* EXERCISE GOAL *
Switch "requested targets" to "specified objects" in the entries from the start up to and including the line with "310, 219, 386, 260", and give those lines again with nothing else changed. Leave the pictures out of your answer.

• • • • •

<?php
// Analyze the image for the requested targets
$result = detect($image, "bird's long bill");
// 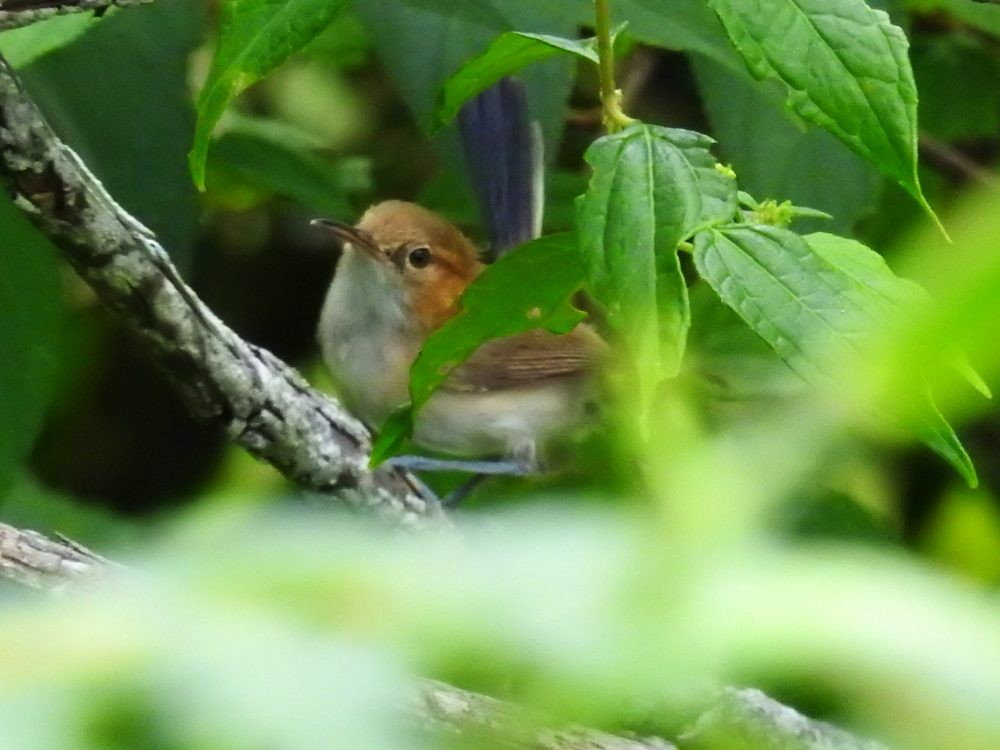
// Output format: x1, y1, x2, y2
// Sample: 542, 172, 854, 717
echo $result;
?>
310, 219, 386, 260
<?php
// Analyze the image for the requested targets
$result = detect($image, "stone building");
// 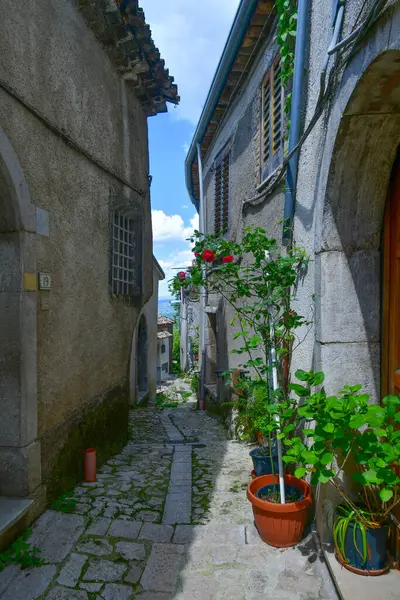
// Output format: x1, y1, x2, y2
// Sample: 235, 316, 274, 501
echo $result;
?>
130, 256, 165, 403
0, 0, 179, 544
186, 0, 400, 584
157, 314, 174, 384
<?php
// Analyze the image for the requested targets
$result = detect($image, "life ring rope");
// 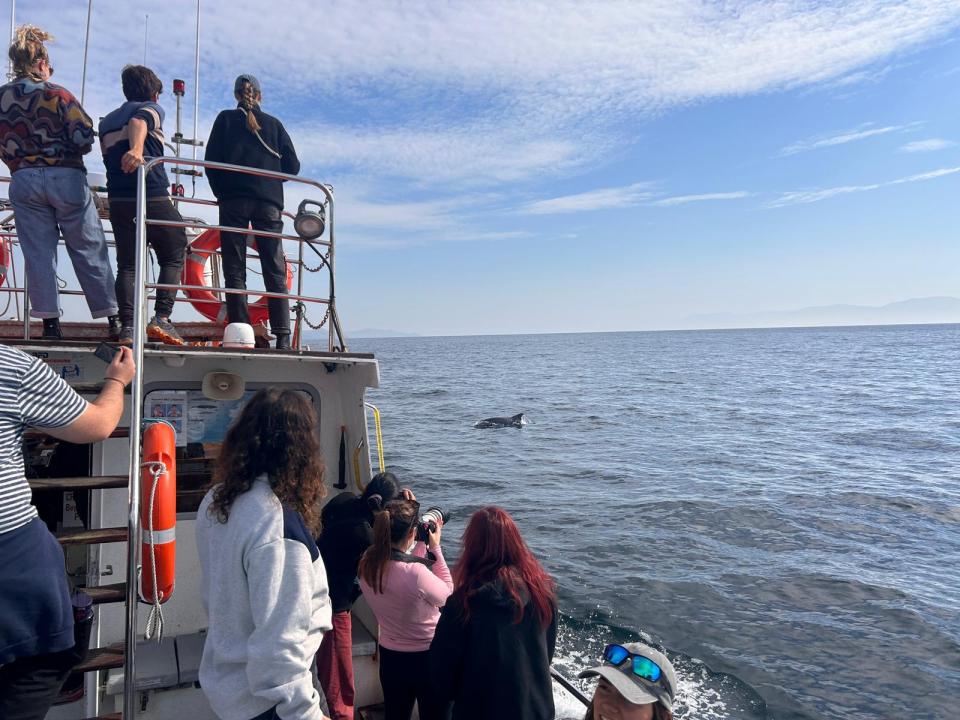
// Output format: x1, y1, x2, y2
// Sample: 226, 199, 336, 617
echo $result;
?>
182, 228, 293, 325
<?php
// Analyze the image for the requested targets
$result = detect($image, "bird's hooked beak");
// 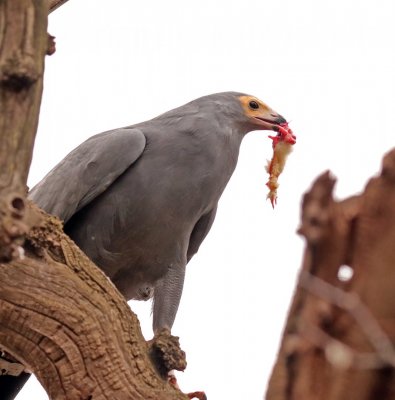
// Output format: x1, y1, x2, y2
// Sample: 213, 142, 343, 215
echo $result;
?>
239, 96, 296, 146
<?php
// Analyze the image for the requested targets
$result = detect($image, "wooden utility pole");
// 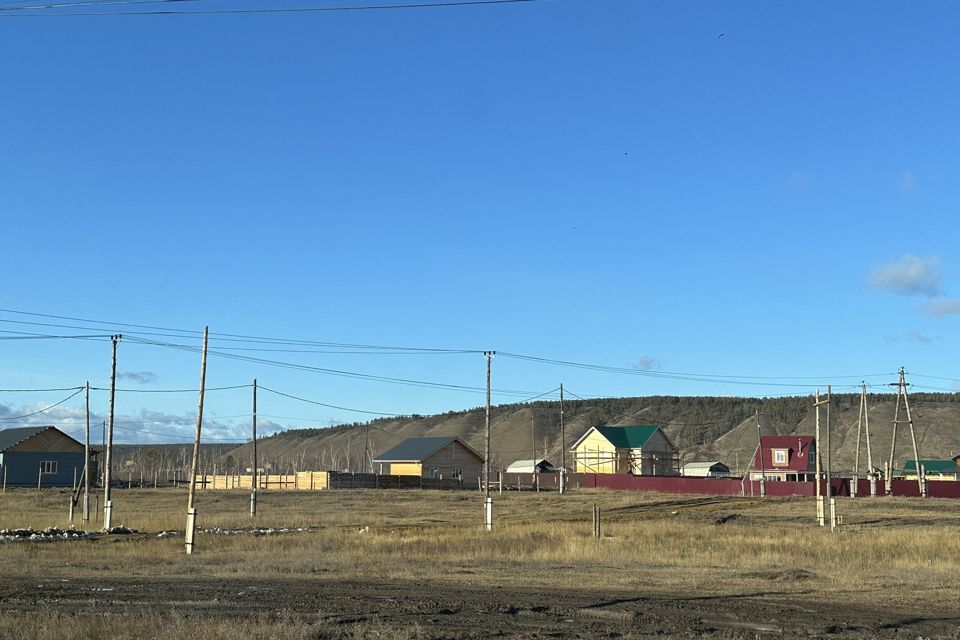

• • • • •

* OUTPUT OF THE EXERCISE *
<?php
// Analyze the image for the specified objects
$result = detect($image, "bird's long bill");
// 
// Output format: x1, y1, x2, y2
// Sample: 542, 172, 854, 717
echo $result;
?>
310, 219, 386, 260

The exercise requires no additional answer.